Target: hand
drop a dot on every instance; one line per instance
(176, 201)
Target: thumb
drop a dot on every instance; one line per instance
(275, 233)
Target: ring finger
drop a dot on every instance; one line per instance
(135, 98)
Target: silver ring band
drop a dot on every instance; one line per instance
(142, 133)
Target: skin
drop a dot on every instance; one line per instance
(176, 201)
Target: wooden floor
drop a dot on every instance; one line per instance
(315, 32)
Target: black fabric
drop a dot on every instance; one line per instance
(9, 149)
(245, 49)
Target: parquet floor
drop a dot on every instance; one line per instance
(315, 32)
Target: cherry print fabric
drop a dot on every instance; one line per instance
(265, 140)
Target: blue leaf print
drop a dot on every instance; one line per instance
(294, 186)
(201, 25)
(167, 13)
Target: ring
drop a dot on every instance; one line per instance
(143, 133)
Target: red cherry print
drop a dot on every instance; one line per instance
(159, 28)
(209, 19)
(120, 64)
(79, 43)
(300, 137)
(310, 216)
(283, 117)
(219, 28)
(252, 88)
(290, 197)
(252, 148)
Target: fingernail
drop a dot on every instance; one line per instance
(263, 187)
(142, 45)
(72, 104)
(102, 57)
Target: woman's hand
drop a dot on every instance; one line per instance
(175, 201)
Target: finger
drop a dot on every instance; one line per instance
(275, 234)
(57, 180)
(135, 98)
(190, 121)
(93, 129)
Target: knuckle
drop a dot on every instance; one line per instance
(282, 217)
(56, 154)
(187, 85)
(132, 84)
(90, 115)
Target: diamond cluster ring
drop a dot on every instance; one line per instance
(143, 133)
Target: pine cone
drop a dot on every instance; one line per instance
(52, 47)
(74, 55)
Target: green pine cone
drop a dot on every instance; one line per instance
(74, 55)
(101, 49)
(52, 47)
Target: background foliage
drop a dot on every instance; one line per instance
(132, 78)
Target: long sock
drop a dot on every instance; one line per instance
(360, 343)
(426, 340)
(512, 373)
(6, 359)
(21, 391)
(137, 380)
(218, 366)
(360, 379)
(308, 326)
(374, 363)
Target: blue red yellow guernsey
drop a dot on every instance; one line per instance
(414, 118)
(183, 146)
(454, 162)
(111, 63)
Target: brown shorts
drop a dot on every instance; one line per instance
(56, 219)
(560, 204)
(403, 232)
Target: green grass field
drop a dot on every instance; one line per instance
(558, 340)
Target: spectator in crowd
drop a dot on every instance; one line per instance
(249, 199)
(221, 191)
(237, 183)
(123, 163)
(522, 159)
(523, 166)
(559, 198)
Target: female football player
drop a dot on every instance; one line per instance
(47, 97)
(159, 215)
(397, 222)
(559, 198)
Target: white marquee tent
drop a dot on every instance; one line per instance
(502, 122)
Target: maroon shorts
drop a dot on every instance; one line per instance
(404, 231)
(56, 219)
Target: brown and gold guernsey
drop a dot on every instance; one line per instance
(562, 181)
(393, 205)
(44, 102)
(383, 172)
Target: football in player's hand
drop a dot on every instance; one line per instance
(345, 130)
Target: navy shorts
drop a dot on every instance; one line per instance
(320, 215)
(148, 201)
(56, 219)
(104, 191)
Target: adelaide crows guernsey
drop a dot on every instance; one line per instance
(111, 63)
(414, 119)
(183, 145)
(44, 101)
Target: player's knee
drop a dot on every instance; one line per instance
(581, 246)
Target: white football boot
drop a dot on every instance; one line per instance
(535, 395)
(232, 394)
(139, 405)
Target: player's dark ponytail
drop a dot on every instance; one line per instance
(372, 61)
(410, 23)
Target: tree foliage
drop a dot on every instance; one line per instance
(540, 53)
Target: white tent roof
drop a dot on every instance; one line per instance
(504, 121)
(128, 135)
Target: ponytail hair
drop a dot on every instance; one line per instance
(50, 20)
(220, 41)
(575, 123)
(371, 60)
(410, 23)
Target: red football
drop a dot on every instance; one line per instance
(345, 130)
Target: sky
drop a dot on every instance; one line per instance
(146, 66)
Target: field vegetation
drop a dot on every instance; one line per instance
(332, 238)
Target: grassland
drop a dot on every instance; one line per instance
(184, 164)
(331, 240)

════════════════════

**What you will do:**
Go through the preceding material and copy each line that has the word "foliage".

**Exercise result:**
Target: background foliage
Target: tree foliage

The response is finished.